*Recorded data*:
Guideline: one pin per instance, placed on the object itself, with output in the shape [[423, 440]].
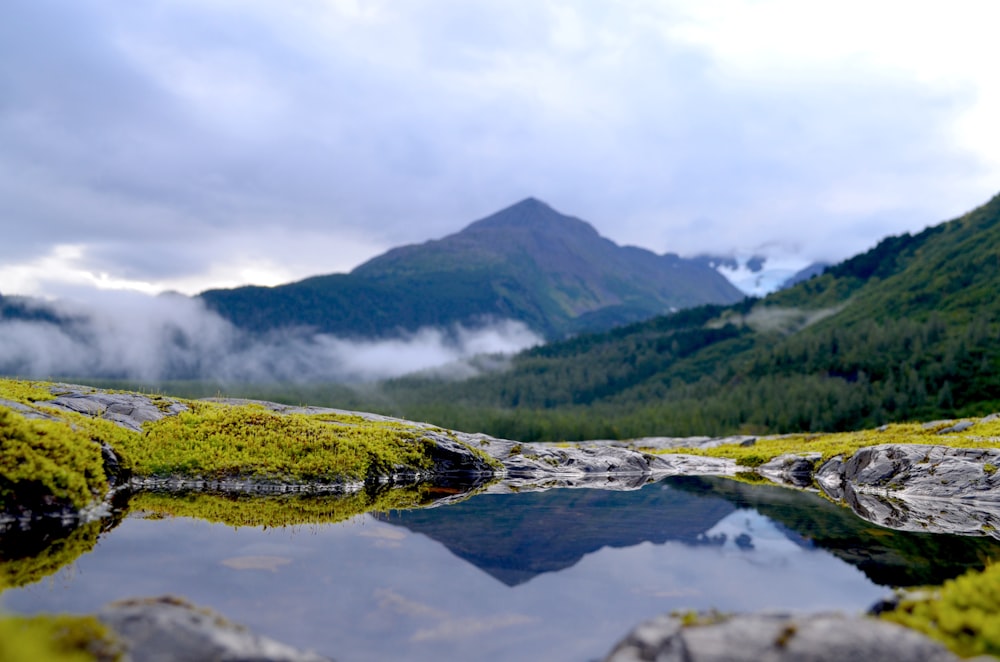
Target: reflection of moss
[[61, 638], [44, 556], [279, 510], [47, 463], [847, 443], [964, 613]]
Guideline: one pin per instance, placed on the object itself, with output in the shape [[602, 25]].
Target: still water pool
[[556, 575]]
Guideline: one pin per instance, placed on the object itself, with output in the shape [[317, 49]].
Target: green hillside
[[908, 330], [527, 262]]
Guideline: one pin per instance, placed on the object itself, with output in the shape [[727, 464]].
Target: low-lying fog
[[137, 337]]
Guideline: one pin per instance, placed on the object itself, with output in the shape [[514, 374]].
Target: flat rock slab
[[167, 629], [777, 638]]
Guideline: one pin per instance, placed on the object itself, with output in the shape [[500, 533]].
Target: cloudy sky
[[187, 144]]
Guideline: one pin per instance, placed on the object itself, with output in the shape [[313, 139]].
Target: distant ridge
[[527, 262], [906, 331]]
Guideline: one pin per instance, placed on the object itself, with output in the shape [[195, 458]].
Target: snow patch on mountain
[[759, 274]]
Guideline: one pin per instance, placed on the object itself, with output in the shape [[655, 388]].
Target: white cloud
[[194, 144], [126, 335]]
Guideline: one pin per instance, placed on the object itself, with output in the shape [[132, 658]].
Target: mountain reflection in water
[[556, 575]]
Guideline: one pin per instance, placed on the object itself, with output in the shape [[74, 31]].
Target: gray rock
[[927, 488], [129, 410], [795, 469], [776, 638], [961, 426], [924, 471], [927, 515], [168, 629]]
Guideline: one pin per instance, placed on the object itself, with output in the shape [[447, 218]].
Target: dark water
[[558, 575]]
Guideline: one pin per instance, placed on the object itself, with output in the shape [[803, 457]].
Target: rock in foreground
[[162, 629]]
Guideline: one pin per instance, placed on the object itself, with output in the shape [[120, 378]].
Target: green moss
[[964, 613], [33, 562], [278, 511], [25, 392], [47, 463], [60, 638], [247, 441]]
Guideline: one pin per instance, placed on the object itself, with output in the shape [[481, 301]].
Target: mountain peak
[[533, 215]]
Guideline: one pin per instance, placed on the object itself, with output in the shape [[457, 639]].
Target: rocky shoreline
[[909, 487]]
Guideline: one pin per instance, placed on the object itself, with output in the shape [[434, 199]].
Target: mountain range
[[527, 262], [908, 330]]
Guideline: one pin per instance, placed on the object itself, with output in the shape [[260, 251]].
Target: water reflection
[[557, 575]]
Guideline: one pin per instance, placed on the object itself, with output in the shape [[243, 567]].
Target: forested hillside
[[528, 263], [907, 330]]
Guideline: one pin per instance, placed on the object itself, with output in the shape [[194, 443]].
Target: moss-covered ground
[[59, 638], [964, 613], [58, 462], [279, 510], [48, 464]]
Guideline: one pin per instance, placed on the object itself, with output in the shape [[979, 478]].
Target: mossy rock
[[964, 613], [59, 638]]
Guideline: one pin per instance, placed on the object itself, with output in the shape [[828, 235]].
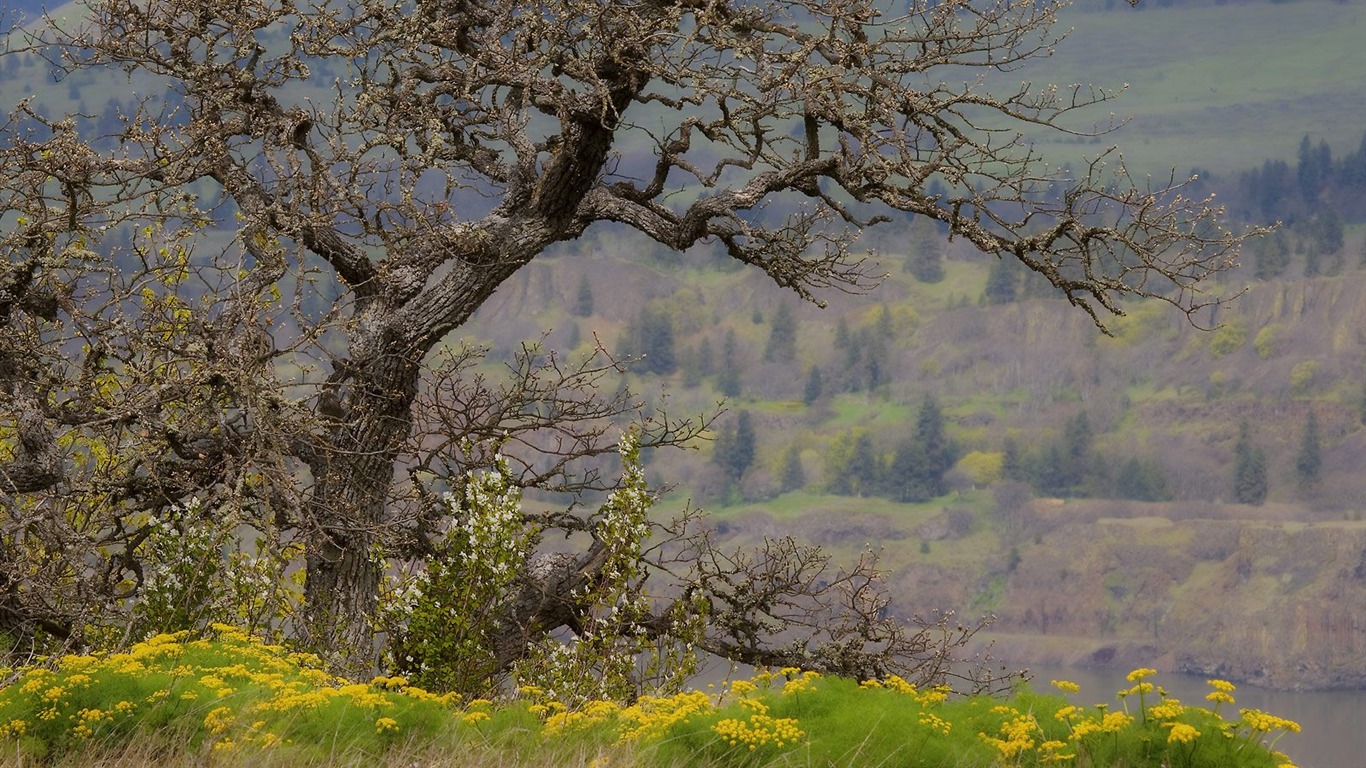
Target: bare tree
[[239, 295]]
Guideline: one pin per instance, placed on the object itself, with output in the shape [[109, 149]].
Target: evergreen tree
[[939, 453], [704, 360], [735, 447], [1077, 451], [926, 264], [782, 345], [728, 377], [920, 462], [865, 469], [1141, 481], [582, 298], [1271, 256], [839, 462], [690, 366], [791, 476], [904, 480], [1309, 462], [1249, 469], [650, 338], [812, 391], [1012, 459], [885, 328], [1001, 282]]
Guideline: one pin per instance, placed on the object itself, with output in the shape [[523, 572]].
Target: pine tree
[[782, 345], [865, 469], [812, 391], [1012, 459], [1249, 469], [1001, 282], [650, 338], [728, 377], [792, 476], [939, 451], [1309, 462], [1077, 451], [735, 447], [583, 298]]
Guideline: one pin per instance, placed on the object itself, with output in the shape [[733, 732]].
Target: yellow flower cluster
[[797, 683], [1139, 674], [758, 730], [1264, 723], [650, 718], [231, 689], [935, 723], [1016, 735], [1182, 733]]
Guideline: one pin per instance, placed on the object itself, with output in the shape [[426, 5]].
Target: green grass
[[260, 705], [1221, 86]]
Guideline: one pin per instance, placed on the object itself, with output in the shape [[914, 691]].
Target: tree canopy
[[237, 305]]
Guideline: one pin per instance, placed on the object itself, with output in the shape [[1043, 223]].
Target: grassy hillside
[[1221, 86]]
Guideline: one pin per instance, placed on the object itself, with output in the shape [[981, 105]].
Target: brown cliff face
[[1279, 604]]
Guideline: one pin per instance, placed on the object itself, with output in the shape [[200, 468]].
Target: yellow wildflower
[[1139, 674], [1182, 733]]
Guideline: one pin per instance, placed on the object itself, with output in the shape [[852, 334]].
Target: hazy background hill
[[1092, 487]]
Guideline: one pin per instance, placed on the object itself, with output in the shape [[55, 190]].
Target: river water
[[1333, 723]]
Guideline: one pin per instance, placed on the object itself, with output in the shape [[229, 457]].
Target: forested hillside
[[985, 433]]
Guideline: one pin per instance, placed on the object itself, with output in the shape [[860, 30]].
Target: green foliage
[[728, 375], [736, 447], [1302, 376], [650, 338], [609, 659], [1249, 469], [196, 573], [232, 700], [1141, 480], [582, 305], [441, 616], [223, 694], [1309, 461], [813, 388], [981, 468], [1228, 338], [791, 474], [1001, 282], [1266, 339], [782, 343]]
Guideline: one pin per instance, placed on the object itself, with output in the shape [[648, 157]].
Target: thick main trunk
[[370, 401]]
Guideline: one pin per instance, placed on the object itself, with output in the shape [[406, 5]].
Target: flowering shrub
[[196, 573], [223, 694], [605, 659], [235, 697], [441, 616]]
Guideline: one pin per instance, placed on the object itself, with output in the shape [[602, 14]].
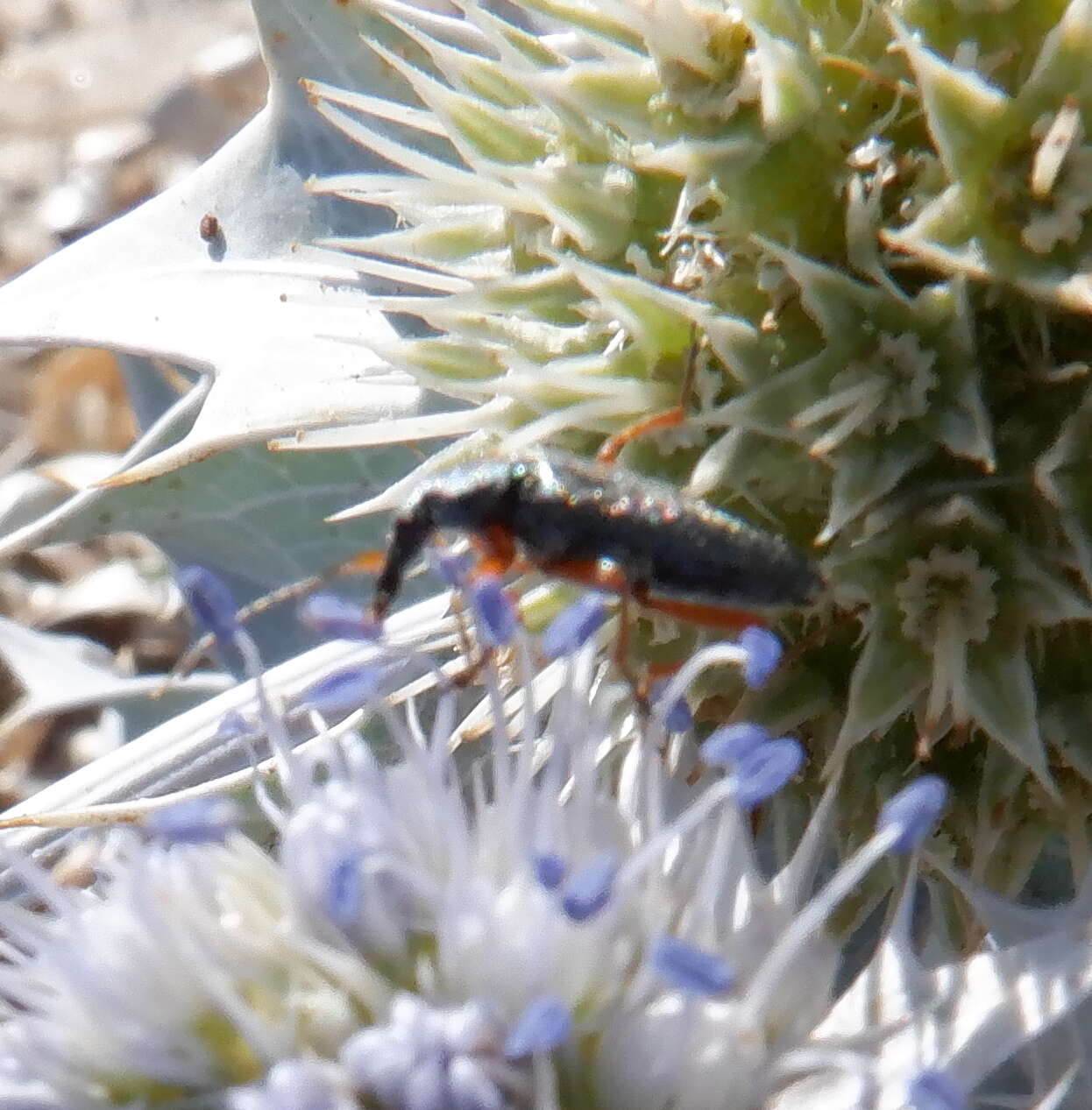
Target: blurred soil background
[[103, 104]]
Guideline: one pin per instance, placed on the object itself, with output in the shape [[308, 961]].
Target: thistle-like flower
[[872, 219], [580, 917]]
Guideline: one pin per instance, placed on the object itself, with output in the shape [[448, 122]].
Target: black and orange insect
[[606, 527]]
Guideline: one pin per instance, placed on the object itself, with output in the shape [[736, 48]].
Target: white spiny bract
[[872, 216], [576, 919]]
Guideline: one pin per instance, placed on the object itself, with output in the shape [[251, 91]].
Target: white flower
[[559, 920]]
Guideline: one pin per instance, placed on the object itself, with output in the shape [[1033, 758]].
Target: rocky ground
[[103, 104]]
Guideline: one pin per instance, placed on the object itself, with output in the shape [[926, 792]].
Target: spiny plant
[[872, 216]]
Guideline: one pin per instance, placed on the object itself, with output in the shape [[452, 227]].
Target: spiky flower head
[[871, 220], [585, 920]]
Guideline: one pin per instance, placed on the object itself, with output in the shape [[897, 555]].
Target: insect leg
[[368, 562], [670, 418]]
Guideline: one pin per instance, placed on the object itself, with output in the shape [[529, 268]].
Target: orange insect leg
[[658, 422], [613, 448], [697, 613], [498, 551]]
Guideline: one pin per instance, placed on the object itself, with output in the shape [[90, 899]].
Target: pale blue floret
[[549, 869], [690, 969], [589, 887], [571, 628], [913, 811], [494, 611], [763, 654], [729, 744], [211, 603], [196, 820], [764, 770], [335, 619], [347, 689], [935, 1090], [568, 914]]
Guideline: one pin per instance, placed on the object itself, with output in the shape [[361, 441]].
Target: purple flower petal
[[573, 626], [549, 869], [732, 743], [914, 810], [589, 889], [494, 611], [763, 654], [330, 616], [345, 689], [935, 1090], [543, 1026], [690, 969], [765, 770], [210, 602], [195, 820]]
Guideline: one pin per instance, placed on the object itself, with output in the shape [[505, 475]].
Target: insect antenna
[[369, 562]]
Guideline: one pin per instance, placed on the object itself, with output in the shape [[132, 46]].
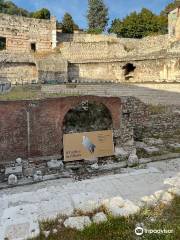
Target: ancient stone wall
[[116, 48], [20, 33], [19, 73], [52, 68], [147, 70], [18, 68], [34, 128]]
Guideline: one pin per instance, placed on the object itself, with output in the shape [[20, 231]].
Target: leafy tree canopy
[[170, 7], [138, 25], [97, 15], [43, 13]]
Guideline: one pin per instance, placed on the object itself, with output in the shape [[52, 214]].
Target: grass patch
[[141, 153], [160, 217]]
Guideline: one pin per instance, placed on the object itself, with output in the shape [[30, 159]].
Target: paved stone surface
[[24, 206]]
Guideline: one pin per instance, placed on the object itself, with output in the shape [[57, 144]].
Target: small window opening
[[129, 71], [2, 43], [33, 47]]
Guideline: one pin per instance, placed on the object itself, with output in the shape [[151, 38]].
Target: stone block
[[55, 165], [17, 170], [78, 223], [37, 176], [133, 159], [12, 179], [99, 218]]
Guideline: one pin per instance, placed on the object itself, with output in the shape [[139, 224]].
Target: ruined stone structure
[[35, 52], [31, 129], [27, 34], [174, 23]]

*WHAT THE TASK REQUIRES*: Convert the data from the line containing "shape [[109, 149]]." down to the line containing "328], [1001, 282]]", both included, into a JSON list of strings with one string per line and no blank lines.

*SOLUTION TO THE PROBLEM*:
[
  "Guideline: one pin per instance, placed on the object itself, with output in the shape [[109, 149]].",
  "Target: evergreen tree",
  "[[939, 453], [704, 360], [735, 447], [1077, 451], [926, 264], [782, 345], [728, 377], [920, 462], [865, 469], [1141, 481], [582, 298], [1271, 256], [839, 462], [690, 366], [791, 476], [904, 480], [1309, 462], [1249, 469], [650, 338], [812, 391], [1012, 459], [885, 328], [1001, 282]]"
]